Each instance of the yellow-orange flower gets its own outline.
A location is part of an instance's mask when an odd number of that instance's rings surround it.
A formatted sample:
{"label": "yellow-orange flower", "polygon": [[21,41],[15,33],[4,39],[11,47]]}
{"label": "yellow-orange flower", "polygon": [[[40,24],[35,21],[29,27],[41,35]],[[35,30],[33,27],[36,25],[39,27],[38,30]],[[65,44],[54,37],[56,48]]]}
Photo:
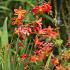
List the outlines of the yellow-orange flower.
{"label": "yellow-orange flower", "polygon": [[15,14],[18,16],[18,19],[22,19],[24,17],[24,14],[26,13],[26,10],[23,10],[22,7],[20,6],[19,9],[14,9]]}

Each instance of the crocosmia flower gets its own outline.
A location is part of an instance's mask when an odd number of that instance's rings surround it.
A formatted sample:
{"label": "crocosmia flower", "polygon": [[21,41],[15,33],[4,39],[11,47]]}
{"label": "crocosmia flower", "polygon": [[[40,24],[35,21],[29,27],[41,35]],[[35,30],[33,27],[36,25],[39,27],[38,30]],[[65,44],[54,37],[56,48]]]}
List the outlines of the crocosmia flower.
{"label": "crocosmia flower", "polygon": [[67,45],[68,47],[70,46],[70,37],[68,38],[66,45]]}
{"label": "crocosmia flower", "polygon": [[44,3],[43,5],[35,6],[32,9],[32,12],[34,14],[38,14],[38,13],[41,13],[41,12],[50,12],[50,11],[51,11],[50,3]]}
{"label": "crocosmia flower", "polygon": [[54,59],[51,60],[51,63],[54,64],[55,66],[59,64],[58,58],[55,57]]}
{"label": "crocosmia flower", "polygon": [[14,9],[15,14],[18,16],[18,19],[21,19],[24,17],[24,14],[26,13],[26,10],[23,10],[22,7],[20,6],[19,9]]}
{"label": "crocosmia flower", "polygon": [[36,57],[35,55],[34,55],[34,56],[31,55],[30,58],[29,58],[29,60],[30,60],[31,62],[36,62],[36,61],[38,60],[38,57]]}

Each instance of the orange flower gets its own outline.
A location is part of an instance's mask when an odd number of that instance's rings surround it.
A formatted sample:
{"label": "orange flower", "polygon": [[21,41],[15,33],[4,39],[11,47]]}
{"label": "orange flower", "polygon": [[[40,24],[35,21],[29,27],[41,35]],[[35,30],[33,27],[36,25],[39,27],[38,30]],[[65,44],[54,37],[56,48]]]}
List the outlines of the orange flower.
{"label": "orange flower", "polygon": [[35,46],[40,44],[40,40],[37,35],[35,37],[34,44],[35,44]]}
{"label": "orange flower", "polygon": [[55,66],[59,64],[58,58],[55,57],[54,59],[51,60],[51,63],[54,64]]}
{"label": "orange flower", "polygon": [[56,66],[56,70],[66,70],[61,64]]}
{"label": "orange flower", "polygon": [[67,45],[67,46],[70,46],[70,37],[68,38],[66,45]]}
{"label": "orange flower", "polygon": [[51,5],[50,5],[50,3],[44,3],[43,5],[35,6],[32,9],[32,12],[34,14],[38,14],[38,13],[41,13],[41,12],[50,12],[50,11],[51,11]]}
{"label": "orange flower", "polygon": [[22,7],[20,6],[19,9],[14,9],[15,14],[18,16],[18,19],[22,19],[24,17],[24,14],[26,13],[26,10],[22,10]]}
{"label": "orange flower", "polygon": [[36,61],[38,60],[38,57],[35,56],[35,55],[34,55],[34,56],[30,55],[29,60],[30,60],[31,62],[36,62]]}

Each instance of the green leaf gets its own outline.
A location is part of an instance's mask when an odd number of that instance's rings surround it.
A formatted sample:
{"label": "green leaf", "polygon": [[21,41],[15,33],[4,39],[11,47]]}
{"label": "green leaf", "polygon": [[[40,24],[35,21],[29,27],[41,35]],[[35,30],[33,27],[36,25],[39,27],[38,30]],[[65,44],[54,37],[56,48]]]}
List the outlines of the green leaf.
{"label": "green leaf", "polygon": [[3,24],[2,32],[0,33],[2,47],[8,45],[7,20],[8,18],[6,17],[4,24]]}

* [Given request]: Rewrite the entries from the line containing "Each instance of the green" up to and including the last line of the entries, changing "location" to "point" and keeping everything else the same.

* [Expected answer]:
Each instance of the green leaf gets its own outline.
A point is part of an instance's mask when an odd number of that instance's rings surround it.
A formatted sample:
{"label": "green leaf", "polygon": [[21,41],[15,33],[4,39],[11,47]]}
{"label": "green leaf", "polygon": [[[40,24],[35,21],[29,27],[41,35]],[[35,30],[33,27],[36,25],[39,27],[38,30]],[[65,44],[54,37],[56,48]]]}
List the outlines of the green leaf.
{"label": "green leaf", "polygon": [[3,24],[2,32],[0,33],[2,47],[8,45],[7,20],[8,18],[6,17],[4,24]]}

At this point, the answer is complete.